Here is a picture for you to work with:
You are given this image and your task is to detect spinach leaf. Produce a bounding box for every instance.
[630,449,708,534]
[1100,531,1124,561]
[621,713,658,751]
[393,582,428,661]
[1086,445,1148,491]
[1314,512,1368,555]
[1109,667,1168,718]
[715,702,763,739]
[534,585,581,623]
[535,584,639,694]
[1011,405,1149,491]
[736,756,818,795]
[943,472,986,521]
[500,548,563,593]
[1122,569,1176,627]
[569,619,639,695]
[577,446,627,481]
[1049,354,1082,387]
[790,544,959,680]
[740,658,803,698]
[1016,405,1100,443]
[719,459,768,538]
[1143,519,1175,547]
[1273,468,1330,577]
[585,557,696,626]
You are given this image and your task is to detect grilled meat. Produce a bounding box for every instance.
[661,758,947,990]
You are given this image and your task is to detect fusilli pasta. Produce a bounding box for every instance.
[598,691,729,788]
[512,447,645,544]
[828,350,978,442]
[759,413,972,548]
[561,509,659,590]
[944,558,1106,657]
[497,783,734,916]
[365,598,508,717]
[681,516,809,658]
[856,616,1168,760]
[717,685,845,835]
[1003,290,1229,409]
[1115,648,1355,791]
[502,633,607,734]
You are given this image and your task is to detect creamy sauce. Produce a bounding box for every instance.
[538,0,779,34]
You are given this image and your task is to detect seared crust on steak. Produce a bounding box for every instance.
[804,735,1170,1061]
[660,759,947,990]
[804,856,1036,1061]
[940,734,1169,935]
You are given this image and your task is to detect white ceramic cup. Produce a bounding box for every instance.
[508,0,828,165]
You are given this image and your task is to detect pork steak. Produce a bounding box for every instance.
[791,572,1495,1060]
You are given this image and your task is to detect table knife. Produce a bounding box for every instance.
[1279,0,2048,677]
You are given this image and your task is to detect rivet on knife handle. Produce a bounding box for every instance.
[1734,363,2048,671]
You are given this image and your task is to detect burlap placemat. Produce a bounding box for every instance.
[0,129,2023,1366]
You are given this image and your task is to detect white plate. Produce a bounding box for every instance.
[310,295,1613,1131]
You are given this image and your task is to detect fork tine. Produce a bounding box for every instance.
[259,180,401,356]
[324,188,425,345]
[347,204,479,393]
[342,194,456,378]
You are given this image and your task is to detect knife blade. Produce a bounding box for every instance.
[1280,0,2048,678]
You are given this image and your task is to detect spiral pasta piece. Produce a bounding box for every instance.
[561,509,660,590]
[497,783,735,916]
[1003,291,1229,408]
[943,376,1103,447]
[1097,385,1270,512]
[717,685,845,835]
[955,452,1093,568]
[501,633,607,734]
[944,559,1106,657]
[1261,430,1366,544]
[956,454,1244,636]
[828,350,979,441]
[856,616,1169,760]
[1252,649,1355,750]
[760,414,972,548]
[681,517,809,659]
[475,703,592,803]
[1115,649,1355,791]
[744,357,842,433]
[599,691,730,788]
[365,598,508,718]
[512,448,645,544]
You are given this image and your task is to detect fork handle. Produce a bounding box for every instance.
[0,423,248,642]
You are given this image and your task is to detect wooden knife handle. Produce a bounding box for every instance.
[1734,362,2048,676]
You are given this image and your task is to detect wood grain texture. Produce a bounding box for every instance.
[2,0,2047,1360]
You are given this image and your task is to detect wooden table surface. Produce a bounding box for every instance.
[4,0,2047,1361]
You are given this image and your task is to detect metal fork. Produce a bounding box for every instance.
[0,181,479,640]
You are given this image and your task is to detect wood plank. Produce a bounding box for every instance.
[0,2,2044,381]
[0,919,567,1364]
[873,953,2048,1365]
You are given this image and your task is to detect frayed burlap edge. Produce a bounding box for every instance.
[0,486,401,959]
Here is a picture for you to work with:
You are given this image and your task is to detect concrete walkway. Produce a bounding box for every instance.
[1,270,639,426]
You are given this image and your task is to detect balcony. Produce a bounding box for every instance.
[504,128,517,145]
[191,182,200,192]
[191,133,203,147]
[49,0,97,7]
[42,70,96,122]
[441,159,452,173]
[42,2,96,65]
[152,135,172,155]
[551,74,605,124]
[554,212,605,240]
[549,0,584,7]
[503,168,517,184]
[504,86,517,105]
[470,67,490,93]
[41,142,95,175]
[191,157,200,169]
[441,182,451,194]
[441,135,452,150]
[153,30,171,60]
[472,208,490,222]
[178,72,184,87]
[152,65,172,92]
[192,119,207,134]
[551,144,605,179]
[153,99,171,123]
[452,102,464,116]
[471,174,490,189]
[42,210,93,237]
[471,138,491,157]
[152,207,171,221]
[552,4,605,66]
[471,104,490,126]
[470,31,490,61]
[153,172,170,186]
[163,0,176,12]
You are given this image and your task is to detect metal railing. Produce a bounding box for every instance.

Your goal — Your answer must be the complete data, repeated word for word.

Response box —
Here is a picture for you to work with:
You are given this image and your task is to detect spinach leaf. Produce a bounding box for every instance.
[630,449,708,534]
[1100,531,1124,561]
[621,713,658,751]
[393,582,428,661]
[1086,445,1148,491]
[1314,512,1368,555]
[1109,667,1168,718]
[715,702,763,739]
[534,585,581,623]
[535,584,639,694]
[1011,405,1149,491]
[736,756,818,795]
[943,472,986,521]
[500,548,563,593]
[1122,569,1176,627]
[569,619,639,695]
[577,446,627,481]
[1049,354,1082,387]
[790,544,959,680]
[740,658,803,698]
[1016,405,1100,443]
[719,459,768,538]
[1143,519,1175,547]
[1273,468,1330,577]
[585,557,696,626]
You are given this image and your task is to detect grilled meat. Produce a bounding box for every instance.
[661,758,947,990]
You are given this image and your task is to detect fusilli pasta. Produce a bounding box for every instance.
[598,691,729,788]
[512,447,645,544]
[828,350,978,442]
[759,413,972,548]
[561,509,659,590]
[944,558,1106,657]
[497,783,734,916]
[365,598,508,717]
[681,516,809,658]
[856,616,1168,760]
[717,685,845,835]
[1003,290,1229,409]
[1115,648,1355,791]
[502,633,607,734]
You are given this image and your task is to detect creamy sauce. Produce a bounding box for every instance.
[538,0,779,34]
You are given this image and your task is to detect seared crust on steak. Produce a bounding box for every instance.
[804,735,1170,1061]
[660,759,947,990]
[804,856,1036,1061]
[940,734,1169,935]
You are given this image and your task is to detect white ceramic cup. Produce a bounding box for every instance.
[508,0,828,165]
You are given this image and your task is to detect pork steak. Produce a bounding box for every instance.
[791,572,1495,1060]
You are given this image and your task is to detect table knife. Produce a bounding box for every instance.
[1279,0,2048,677]
You are given this image and your task is to detect rivet on knife handle. Produce a bounding box for every instance.
[1734,363,2048,671]
You are given this image and your task is to detect burlap placemat. Produce a bounding box for every instance.
[0,129,2023,1366]
You are given this image and your task is to detect white plate. Produce a bounding box for every instance.
[310,295,1613,1131]
You are given this image and your task is to detect fork tine. Produce a bounding box for every instance.
[259,180,401,356]
[324,188,425,345]
[347,204,479,393]
[342,194,456,378]
You are given this image and your task is to detect knife blade. Produce a bounding box for every instance.
[1280,0,2048,678]
You are given this image and your task is to detect spiral pasta piece. Produce a bounding box for every instance.
[561,509,660,590]
[497,783,735,916]
[1003,291,1229,408]
[943,376,1103,447]
[1097,385,1270,512]
[717,685,845,835]
[955,452,1093,568]
[501,633,607,734]
[944,559,1106,657]
[1261,430,1366,544]
[956,454,1244,636]
[828,350,979,441]
[856,616,1169,760]
[1252,649,1355,750]
[760,414,972,548]
[681,517,809,659]
[475,703,592,803]
[1115,649,1355,791]
[744,357,842,433]
[599,691,730,788]
[365,598,508,718]
[512,448,645,544]
You are given this image and your task is to detect fork handle. Produce a bounding box for every instance.
[0,423,248,642]
You are given this image and your task is to detect wooden knife handle. Produce a bounding box for every instance.
[1734,362,2048,676]
You are given this image and your task is to detect wood grain texture. Produce a bounding box for every instance.
[2,0,2047,1360]
You are given this image and your task is to detect wooden table surface. Produce a bounding box for every instance.
[4,0,2047,1361]
You are given this image and your task is to detect metal fork. Produce a bounding box for every instance.
[0,181,479,640]
You are given this image and your task is to detect wood plank. Produce a bounding box for every instance.
[0,2,2044,381]
[0,919,567,1364]
[873,953,2048,1365]
You are given this image and your task is to detect frayed burlap edge. Produce a bounding box for every instance.
[0,486,401,959]
Here is a picture for you to work with:
You are given this image and your task is to detect concrete walkway. Produce a bounding box for every instance.
[1,270,639,426]
You are given this image and your task is to detect balcony. Produce a bounding box for every instance.
[504,128,517,145]
[191,182,200,192]
[191,133,203,147]
[49,0,97,7]
[42,70,96,122]
[441,159,452,173]
[42,2,96,65]
[152,135,172,155]
[551,74,605,124]
[554,212,605,240]
[549,0,584,7]
[503,168,517,184]
[504,86,517,105]
[470,67,490,93]
[41,142,95,175]
[191,157,200,169]
[441,182,451,194]
[441,135,452,150]
[153,30,171,60]
[472,208,490,222]
[178,72,184,87]
[152,65,172,92]
[192,119,207,134]
[551,144,605,179]
[153,99,171,123]
[452,102,464,116]
[471,174,490,189]
[42,210,93,237]
[471,138,491,157]
[152,207,171,221]
[552,4,605,66]
[471,104,490,126]
[470,31,490,61]
[153,172,170,186]
[163,0,176,12]
You are given this image and your task is to detect metal railing. Produce a bounding box for every instance.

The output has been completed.